## What is expected
Across the listing that follows, establish how many lines contain the string "asphalt" and provide that number by itself.

## Dataset content
* * * * * * *
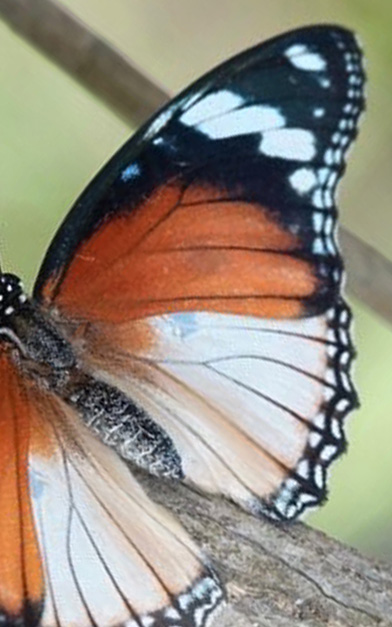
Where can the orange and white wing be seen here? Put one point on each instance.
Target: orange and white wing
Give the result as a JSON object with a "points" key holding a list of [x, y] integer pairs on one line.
{"points": [[254, 407], [81, 544], [200, 273]]}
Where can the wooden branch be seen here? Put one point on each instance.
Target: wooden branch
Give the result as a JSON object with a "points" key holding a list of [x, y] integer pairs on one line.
{"points": [[86, 57], [131, 93], [281, 576]]}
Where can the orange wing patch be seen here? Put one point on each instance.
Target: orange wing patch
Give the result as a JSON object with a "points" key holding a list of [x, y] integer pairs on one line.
{"points": [[21, 578], [192, 250]]}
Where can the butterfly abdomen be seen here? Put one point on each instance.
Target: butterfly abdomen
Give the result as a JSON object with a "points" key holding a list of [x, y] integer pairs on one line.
{"points": [[45, 355], [120, 423]]}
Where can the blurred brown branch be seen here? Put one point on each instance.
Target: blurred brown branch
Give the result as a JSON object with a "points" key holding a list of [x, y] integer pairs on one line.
{"points": [[86, 57], [104, 70]]}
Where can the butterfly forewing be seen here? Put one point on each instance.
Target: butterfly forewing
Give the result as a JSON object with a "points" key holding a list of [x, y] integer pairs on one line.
{"points": [[202, 275]]}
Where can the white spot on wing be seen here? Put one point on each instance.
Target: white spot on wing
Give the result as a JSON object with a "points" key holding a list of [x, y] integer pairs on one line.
{"points": [[289, 143], [216, 104], [130, 172], [255, 119], [303, 180]]}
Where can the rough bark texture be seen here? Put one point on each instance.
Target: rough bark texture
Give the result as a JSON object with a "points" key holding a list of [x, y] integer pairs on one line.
{"points": [[281, 576]]}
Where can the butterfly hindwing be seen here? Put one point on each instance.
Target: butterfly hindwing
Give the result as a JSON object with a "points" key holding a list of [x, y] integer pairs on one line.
{"points": [[81, 543]]}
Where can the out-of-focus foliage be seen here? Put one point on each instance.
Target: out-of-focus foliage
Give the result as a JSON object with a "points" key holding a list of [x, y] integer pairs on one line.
{"points": [[55, 136]]}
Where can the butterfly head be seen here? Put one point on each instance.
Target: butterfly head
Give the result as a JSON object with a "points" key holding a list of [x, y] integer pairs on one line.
{"points": [[12, 295]]}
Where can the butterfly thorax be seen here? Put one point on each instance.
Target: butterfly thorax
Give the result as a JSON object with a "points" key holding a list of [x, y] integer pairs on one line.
{"points": [[44, 354]]}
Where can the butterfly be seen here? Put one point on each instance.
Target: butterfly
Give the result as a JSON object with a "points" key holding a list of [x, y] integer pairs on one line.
{"points": [[187, 319]]}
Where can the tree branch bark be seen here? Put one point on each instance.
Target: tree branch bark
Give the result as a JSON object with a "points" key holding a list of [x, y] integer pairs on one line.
{"points": [[105, 71], [281, 576], [278, 576]]}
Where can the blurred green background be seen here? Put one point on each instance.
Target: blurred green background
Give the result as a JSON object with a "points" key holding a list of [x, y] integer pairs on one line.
{"points": [[54, 136]]}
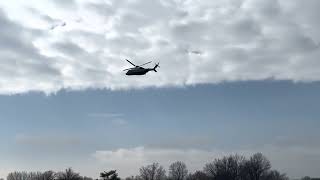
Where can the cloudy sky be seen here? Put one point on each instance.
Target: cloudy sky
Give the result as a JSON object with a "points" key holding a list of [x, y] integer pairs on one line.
{"points": [[236, 76]]}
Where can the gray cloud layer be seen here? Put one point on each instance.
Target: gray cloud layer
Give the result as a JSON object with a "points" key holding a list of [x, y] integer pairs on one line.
{"points": [[195, 41]]}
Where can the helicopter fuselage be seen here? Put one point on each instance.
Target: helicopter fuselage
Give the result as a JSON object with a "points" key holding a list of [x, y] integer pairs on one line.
{"points": [[137, 71]]}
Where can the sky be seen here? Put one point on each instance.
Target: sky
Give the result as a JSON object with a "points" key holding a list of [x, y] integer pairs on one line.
{"points": [[235, 76]]}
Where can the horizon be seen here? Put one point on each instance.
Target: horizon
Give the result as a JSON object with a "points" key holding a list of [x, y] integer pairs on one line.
{"points": [[235, 76]]}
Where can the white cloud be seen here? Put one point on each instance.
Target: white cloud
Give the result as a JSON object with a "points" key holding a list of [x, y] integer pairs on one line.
{"points": [[195, 42]]}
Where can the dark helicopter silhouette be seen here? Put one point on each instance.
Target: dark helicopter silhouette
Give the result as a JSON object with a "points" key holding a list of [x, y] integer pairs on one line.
{"points": [[138, 70]]}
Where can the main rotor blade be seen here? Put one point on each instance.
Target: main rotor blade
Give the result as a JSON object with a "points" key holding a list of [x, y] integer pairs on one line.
{"points": [[127, 69], [131, 62], [145, 63]]}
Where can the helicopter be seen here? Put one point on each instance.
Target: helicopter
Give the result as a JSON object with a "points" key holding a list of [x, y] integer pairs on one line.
{"points": [[139, 70]]}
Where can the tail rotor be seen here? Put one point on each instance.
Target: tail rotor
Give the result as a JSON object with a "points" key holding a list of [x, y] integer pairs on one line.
{"points": [[155, 67]]}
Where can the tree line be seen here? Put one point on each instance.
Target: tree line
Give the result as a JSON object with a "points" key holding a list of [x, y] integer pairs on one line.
{"points": [[233, 167]]}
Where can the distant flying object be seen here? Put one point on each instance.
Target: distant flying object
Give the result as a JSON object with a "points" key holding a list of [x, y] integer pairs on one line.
{"points": [[57, 25], [138, 70]]}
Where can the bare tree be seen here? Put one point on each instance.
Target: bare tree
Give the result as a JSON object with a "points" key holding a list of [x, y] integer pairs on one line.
{"points": [[275, 175], [48, 175], [68, 174], [227, 168], [257, 166], [110, 175], [152, 172], [18, 176], [198, 175], [178, 171]]}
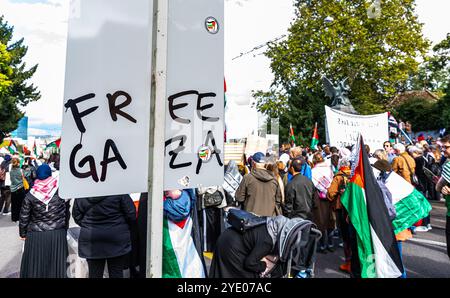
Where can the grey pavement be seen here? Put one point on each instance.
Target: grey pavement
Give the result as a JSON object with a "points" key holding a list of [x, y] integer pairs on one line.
{"points": [[10, 247]]}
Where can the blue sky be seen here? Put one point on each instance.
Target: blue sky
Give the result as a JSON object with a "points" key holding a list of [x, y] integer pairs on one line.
{"points": [[43, 24]]}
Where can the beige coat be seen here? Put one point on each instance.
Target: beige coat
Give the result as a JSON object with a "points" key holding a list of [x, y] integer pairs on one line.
{"points": [[260, 193], [400, 166]]}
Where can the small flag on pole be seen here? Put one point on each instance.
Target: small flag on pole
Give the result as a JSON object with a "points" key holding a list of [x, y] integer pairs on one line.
{"points": [[292, 135], [363, 199], [55, 144], [315, 139]]}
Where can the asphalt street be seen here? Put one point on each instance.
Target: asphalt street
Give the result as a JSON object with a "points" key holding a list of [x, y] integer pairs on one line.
{"points": [[425, 256]]}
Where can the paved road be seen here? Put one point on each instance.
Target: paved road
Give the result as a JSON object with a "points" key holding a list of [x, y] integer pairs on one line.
{"points": [[10, 247], [424, 257]]}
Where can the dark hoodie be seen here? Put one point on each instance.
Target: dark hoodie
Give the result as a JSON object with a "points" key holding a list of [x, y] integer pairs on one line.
{"points": [[105, 226], [260, 193]]}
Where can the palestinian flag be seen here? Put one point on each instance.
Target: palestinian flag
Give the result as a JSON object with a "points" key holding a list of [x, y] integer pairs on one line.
{"points": [[12, 147], [377, 247], [292, 135], [5, 143], [55, 144], [35, 149], [315, 139], [410, 205], [181, 258]]}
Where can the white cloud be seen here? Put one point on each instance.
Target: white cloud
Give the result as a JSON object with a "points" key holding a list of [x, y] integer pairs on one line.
{"points": [[44, 27]]}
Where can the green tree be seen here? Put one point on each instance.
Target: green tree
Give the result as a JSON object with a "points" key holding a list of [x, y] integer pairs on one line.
{"points": [[15, 91], [340, 39], [423, 114], [434, 72]]}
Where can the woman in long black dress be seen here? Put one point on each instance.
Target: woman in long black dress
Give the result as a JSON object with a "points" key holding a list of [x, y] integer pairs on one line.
{"points": [[44, 219], [240, 255]]}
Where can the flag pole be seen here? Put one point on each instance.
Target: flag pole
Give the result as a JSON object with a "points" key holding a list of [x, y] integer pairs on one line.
{"points": [[154, 251]]}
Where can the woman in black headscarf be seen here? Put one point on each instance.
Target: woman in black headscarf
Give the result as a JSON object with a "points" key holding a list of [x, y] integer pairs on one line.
{"points": [[44, 219], [246, 255]]}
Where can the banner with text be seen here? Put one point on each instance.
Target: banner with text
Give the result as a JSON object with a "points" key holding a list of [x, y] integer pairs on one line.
{"points": [[343, 129], [194, 147], [105, 134]]}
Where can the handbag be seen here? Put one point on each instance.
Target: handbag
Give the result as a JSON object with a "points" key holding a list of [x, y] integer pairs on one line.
{"points": [[212, 199], [242, 220], [26, 185], [414, 179]]}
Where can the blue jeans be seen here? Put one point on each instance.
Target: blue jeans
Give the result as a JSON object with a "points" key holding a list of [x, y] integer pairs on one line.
{"points": [[399, 244]]}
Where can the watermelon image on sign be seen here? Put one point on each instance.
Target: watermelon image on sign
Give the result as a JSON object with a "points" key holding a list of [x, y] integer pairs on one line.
{"points": [[204, 153], [212, 25]]}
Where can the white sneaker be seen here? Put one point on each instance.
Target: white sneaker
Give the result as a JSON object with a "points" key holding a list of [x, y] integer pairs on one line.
{"points": [[421, 229]]}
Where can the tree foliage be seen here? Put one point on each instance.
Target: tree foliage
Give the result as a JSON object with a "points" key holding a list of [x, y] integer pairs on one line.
{"points": [[423, 114], [434, 72], [15, 91], [339, 39]]}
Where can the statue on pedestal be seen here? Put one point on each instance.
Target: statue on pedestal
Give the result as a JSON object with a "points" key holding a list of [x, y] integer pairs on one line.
{"points": [[339, 95]]}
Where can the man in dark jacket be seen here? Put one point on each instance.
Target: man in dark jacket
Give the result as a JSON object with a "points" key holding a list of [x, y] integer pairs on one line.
{"points": [[5, 190], [259, 191], [299, 199], [105, 235]]}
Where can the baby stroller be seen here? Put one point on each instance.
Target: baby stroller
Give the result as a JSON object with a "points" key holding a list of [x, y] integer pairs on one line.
{"points": [[296, 246]]}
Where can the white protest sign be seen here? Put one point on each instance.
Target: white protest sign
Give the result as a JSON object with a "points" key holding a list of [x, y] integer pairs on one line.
{"points": [[107, 99], [256, 144], [194, 154], [343, 129]]}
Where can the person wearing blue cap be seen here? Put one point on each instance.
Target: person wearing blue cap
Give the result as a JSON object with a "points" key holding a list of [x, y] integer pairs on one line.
{"points": [[43, 224], [259, 191]]}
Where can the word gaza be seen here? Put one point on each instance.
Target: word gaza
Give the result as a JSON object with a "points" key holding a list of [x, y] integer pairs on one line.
{"points": [[110, 145], [180, 140]]}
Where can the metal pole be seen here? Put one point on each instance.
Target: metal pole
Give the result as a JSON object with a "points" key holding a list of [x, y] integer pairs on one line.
{"points": [[156, 143]]}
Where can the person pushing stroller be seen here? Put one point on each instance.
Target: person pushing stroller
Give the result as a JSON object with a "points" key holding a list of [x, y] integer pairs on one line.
{"points": [[267, 250]]}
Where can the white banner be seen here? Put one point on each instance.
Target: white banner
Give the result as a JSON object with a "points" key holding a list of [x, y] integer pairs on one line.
{"points": [[343, 129], [105, 135], [194, 155]]}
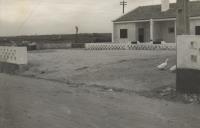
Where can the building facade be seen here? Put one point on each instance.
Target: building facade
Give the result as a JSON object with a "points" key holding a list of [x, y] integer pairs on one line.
{"points": [[149, 23]]}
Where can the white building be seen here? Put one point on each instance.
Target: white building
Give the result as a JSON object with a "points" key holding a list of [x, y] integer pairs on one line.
{"points": [[149, 23]]}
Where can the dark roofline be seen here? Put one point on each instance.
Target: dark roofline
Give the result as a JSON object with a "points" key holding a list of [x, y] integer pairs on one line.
{"points": [[142, 12]]}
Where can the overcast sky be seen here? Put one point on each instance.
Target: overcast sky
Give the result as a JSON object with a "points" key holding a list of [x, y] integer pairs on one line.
{"points": [[27, 17]]}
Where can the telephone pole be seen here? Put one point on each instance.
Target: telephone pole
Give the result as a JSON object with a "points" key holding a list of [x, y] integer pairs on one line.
{"points": [[123, 3], [182, 18], [184, 76]]}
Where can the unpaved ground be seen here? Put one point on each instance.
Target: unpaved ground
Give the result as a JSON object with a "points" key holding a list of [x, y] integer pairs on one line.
{"points": [[132, 70], [36, 103], [93, 89]]}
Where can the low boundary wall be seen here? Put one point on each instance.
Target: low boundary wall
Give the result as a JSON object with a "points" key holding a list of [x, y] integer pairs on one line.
{"points": [[12, 59], [123, 46]]}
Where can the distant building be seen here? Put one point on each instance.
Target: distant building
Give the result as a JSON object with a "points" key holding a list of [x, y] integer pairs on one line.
{"points": [[149, 23]]}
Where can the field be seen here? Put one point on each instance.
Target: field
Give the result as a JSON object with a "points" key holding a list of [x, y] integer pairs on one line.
{"points": [[131, 70], [93, 89]]}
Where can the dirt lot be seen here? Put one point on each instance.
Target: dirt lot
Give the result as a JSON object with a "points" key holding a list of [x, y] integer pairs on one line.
{"points": [[132, 70], [92, 89]]}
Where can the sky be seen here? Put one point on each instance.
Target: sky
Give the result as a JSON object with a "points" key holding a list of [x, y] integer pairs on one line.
{"points": [[37, 17]]}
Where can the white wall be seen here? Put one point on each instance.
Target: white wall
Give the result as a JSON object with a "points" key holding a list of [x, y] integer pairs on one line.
{"points": [[194, 23], [188, 52], [146, 26], [131, 32]]}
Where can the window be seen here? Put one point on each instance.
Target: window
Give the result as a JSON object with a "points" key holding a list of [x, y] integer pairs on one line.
{"points": [[171, 30], [197, 30], [123, 33]]}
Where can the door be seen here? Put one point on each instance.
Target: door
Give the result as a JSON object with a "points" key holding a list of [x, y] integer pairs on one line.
{"points": [[141, 34]]}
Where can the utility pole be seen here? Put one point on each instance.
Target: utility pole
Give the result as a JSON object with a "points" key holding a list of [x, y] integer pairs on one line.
{"points": [[182, 18], [76, 38], [123, 3], [185, 78]]}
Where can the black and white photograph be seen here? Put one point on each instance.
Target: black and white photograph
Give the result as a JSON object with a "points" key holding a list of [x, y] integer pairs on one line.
{"points": [[99, 63]]}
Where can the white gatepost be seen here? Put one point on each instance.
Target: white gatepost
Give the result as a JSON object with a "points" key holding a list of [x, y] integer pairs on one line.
{"points": [[13, 55], [188, 63]]}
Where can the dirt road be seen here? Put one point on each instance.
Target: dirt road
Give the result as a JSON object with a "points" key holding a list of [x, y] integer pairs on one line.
{"points": [[36, 103]]}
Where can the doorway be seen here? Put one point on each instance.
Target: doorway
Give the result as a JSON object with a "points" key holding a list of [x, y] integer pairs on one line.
{"points": [[141, 34]]}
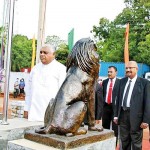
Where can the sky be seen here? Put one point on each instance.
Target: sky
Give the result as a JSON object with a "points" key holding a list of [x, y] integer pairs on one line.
{"points": [[62, 16]]}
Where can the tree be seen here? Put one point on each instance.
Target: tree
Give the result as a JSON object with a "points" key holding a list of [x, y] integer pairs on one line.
{"points": [[21, 53], [111, 34], [54, 40], [62, 53]]}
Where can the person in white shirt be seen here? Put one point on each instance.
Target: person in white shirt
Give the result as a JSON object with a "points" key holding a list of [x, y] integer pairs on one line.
{"points": [[44, 82]]}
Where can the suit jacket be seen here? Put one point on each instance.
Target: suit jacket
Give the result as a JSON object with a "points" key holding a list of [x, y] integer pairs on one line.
{"points": [[98, 101], [114, 92], [139, 103]]}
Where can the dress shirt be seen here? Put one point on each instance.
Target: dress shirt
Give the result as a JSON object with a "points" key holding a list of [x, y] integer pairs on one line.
{"points": [[130, 90], [113, 80]]}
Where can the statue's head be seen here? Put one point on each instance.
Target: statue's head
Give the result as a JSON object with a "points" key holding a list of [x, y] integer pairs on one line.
{"points": [[84, 56]]}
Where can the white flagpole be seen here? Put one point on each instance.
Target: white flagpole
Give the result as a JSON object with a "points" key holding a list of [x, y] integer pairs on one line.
{"points": [[8, 61]]}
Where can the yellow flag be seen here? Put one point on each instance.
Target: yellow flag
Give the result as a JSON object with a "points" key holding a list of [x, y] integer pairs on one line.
{"points": [[33, 52], [126, 47]]}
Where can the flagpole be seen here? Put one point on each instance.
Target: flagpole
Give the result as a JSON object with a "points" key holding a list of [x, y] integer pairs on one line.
{"points": [[41, 28], [7, 71], [126, 47], [33, 52]]}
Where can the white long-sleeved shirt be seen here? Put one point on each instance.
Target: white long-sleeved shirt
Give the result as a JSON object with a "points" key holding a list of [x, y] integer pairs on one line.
{"points": [[44, 83]]}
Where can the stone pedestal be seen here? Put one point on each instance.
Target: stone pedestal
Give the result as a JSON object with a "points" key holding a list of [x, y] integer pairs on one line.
{"points": [[93, 140]]}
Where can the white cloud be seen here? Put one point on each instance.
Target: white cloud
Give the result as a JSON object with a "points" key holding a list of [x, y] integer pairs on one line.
{"points": [[63, 15]]}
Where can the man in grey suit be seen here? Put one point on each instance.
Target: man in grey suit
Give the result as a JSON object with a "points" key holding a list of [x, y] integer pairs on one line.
{"points": [[132, 108], [110, 99]]}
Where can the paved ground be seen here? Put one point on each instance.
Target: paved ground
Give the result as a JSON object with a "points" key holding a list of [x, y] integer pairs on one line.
{"points": [[146, 143]]}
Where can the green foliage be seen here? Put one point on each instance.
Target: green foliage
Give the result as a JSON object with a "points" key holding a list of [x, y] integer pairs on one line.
{"points": [[21, 53], [62, 53], [111, 37]]}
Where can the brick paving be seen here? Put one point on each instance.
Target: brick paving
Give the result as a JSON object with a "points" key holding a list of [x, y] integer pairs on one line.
{"points": [[146, 143]]}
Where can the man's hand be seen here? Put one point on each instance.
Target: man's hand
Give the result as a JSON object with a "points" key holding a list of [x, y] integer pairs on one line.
{"points": [[144, 125], [26, 114]]}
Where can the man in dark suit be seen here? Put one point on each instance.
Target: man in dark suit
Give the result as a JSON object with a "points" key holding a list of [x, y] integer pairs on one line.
{"points": [[98, 104], [110, 91], [132, 108]]}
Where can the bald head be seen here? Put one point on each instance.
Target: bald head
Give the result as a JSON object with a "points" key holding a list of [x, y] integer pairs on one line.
{"points": [[131, 69], [47, 54]]}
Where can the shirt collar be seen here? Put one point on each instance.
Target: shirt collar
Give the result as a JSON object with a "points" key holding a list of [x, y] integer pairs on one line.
* * * * * * *
## Answer to this exercise
2